(Set exercise 1)
In the train forum thread, where do almost all of the on-board staff live?
(Set exercise 2)
Reproduce the entries from their first line through the line containing "[0,53,600,449]", including both of those lines.

::: Text passage

I am plan planning this trip for either late 2018 or early 2019 since my daughter wants to make the trip with me. Have not decided which point to originate (Toronto or Vancouver). I have viewed many of the videos on line which sold my daughter on coming along, actually both daughters want to come, but only one's work and family schedule has enough time. Moving forward so back to the planning,


----------



## Tennessee Traveler (Feb 22, 2018)

If I have not made it clear, the equipment originates in Vancouver and almost always leaves on time 8:30 pm. This same equipment turns in Toronto and if the #2 is more than 4 hours late the Toronto departure is delayed to allow for 8 hours to restocked and clean the train and minimum 6 hours rest for the crew since the crews always start in Winnipeg and then return on next train from Toronto or Vancouver. Almost all the on board staff lives in Winnipeg. My train departed Vancouver on time 8:30 pm but was 14 hours late arriving Toronto 11 pm instead of the scheduled 9:30 am. Thus the turn around train did not leave on the return trip until Sunday morning 9:55 am instead of the scheduled 10 pm Saturday night. So it departed 12 hours late from Toronto. Moral of the story is that the train leaves Vancouver on time but is usually late leaving Toronto. If you come from out of town and the Canadian is held until the next day, Sleeper class passengers will be booked for an overnight in the Royal York Hotel in Toronto. Originate in Vancouver for on time departure and best view of Rocky Mountain scenery in the daylight hours.


----------



## Bob Dylan (Feb 22, 2018)

Reagan already posted the info about the Late arrivals/departures.

I suggest that y'all leave from Vancouver ( you can ride the train up from Seattle in the am or fly into Vancouver and take the Sky Train to Pacific Central Station)and enjoy the day in Beautiful Vancouver before leaving in the evening.

Also, since you're traveling with your daughter, consider booking a Section ( Upper and Lower Berths), its quite a bit cheaper than cabins and has very comfortable beds to go with all the Sleeper benefits.

You'll spend most of your time in the Dome,Diner and Park Car anyway.


----------



## JRR (Feb 22, 2018)

We loved the Canadian. Of course, we were taking it for the trip, not because we had to be some where at a specific time. It was a great trip, and the delay just meant that we had that much longer to enjoy the train ride! Take the trip and leave from Vancouver.

Sent from my iPhone using Amtrak Forum


----------



## Lonestar648 (Feb 23, 2018)

Thanks everyone. Will plan to leave from Vancouver now. The delay doesn't bother me as long as we are on the train. Just didn't want to arrive at the station to have originating departure pushed out repeatedly like the airlines do. We plan to spend most of our time outside our room to see everything we are passing. Wonder how well you can see the stars at night in the domes.


----------

::::::
::: Provided material

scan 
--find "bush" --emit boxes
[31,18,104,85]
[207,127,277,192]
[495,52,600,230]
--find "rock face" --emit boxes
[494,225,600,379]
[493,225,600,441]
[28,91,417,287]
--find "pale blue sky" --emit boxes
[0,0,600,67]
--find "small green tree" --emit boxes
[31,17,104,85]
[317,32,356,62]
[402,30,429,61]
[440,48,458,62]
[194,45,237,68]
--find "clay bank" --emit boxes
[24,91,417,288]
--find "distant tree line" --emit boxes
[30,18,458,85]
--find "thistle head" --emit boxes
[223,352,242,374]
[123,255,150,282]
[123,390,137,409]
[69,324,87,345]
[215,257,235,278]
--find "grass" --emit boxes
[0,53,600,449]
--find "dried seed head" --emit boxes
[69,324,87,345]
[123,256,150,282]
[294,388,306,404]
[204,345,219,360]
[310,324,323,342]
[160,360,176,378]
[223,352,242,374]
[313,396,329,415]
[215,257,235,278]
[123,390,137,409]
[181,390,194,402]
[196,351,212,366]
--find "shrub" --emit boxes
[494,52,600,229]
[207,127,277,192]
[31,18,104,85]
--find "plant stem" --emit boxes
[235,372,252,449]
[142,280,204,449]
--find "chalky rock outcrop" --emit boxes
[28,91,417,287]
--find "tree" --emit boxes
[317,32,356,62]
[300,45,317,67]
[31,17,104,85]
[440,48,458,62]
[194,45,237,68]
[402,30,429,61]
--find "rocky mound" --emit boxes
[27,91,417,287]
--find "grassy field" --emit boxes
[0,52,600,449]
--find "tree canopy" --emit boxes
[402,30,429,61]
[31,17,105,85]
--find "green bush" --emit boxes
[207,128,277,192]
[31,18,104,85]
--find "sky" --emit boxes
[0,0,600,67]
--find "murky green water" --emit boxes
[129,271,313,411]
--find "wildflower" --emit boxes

::::::

(Written reply 1)
Winnipeg

(Written reply 2)
scan 
--find "bush" --emit boxes
[31,18,104,85]
[207,127,277,192]
[495,52,600,230]
--find "rock face" --emit boxes
[494,225,600,379]
[493,225,600,441]
[28,91,417,287]
--find "pale blue sky" --emit boxes
[0,0,600,67]
--find "small green tree" --emit boxes
[31,17,104,85]
[317,32,356,62]
[402,30,429,61]
[440,48,458,62]
[194,45,237,68]
--find "clay bank" --emit boxes
[24,91,417,288]
--find "distant tree line" --emit boxes
[30,18,458,85]
--find "thistle head" --emit boxes
[223,352,242,374]
[123,255,150,282]
[123,390,137,409]
[69,324,87,345]
[215,257,235,278]
--find "grass" --emit boxes
[0,53,600,449]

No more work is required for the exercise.